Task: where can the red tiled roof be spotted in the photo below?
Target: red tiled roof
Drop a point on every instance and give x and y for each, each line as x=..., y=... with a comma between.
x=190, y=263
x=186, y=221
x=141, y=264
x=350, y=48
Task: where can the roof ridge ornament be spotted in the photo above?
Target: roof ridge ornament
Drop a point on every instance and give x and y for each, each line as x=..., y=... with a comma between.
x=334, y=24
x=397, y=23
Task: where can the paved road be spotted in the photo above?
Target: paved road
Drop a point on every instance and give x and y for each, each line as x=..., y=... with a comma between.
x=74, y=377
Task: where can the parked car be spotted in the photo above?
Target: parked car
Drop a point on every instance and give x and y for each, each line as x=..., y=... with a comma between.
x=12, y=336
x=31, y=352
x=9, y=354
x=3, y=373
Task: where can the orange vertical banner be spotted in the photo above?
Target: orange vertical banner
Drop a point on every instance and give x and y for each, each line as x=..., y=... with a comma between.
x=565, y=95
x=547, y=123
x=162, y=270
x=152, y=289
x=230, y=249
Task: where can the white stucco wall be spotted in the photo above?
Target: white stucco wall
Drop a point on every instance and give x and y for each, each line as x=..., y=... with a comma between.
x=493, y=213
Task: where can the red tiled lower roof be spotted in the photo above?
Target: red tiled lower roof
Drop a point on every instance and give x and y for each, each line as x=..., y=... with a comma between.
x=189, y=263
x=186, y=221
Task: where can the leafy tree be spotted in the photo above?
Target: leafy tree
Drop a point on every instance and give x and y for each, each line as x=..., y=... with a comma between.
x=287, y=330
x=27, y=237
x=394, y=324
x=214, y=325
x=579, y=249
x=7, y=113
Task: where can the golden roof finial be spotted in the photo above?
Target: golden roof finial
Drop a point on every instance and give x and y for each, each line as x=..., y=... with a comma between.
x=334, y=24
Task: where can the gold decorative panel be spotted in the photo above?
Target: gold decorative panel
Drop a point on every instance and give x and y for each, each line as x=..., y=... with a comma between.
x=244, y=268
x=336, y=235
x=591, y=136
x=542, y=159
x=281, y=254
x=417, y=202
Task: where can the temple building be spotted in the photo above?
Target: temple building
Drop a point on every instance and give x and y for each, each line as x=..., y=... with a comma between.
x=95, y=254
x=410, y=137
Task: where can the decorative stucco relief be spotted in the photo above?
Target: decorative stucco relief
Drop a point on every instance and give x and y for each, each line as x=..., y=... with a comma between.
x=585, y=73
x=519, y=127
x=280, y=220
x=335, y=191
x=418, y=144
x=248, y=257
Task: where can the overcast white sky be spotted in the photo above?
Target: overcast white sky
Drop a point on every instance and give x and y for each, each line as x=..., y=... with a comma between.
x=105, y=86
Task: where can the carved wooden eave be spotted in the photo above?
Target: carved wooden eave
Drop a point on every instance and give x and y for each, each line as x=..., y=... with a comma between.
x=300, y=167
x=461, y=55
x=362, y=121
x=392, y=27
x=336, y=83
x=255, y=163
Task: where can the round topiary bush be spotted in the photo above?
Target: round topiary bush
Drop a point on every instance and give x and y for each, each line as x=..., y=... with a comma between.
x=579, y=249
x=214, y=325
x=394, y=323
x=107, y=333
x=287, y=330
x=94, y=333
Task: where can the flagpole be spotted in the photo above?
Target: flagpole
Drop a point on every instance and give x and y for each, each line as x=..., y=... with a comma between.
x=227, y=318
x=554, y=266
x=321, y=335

────────

_YOUR OBJECTIVE:_ All lines from the one with "Task: where can the temple" to the end of the listing are to be printed exactly as given, both ends included.

_FINISHED EXERCISE:_
Task: where can the temple building be spotted in the photo above?
Target: temple building
Drop a point on every instance and give x and y for each, each line as x=..., y=... with a comma between.
x=95, y=254
x=410, y=137
Task: where can the decorative stucco relief be spotted in the photo above?
Target: decorative stucco relief
Drop a point on every instance and give x and y for each, each line as x=..., y=... with a comma between.
x=585, y=73
x=519, y=127
x=280, y=220
x=335, y=191
x=418, y=144
x=248, y=257
Task: where can the overcast white sky be spotted in the photo above?
Target: overcast white sky
Drop a point on every instance and give x and y for each, each line as x=..., y=... with a comma between.
x=105, y=86
Task: where can the carved wooden eave be spotted in the photo above?
Target: carved wooden eave
Drop a point on every instance and give x and y for each, each line as x=..., y=... with a comma between.
x=300, y=167
x=461, y=55
x=362, y=121
x=392, y=27
x=336, y=83
x=255, y=163
Task: where can the round topiary bush be spotted in the photo above?
Target: round topiary bush
Drop a point on every instance and give x and y for each, each line as x=..., y=... with a comma between.
x=579, y=249
x=214, y=325
x=394, y=323
x=107, y=333
x=287, y=330
x=94, y=333
Task: where can the flagpole be spotted in the photo above?
Target: flagpole
Drop a point on every instance and give x and y for each, each line as x=..., y=... with a comma between.
x=227, y=318
x=554, y=266
x=321, y=335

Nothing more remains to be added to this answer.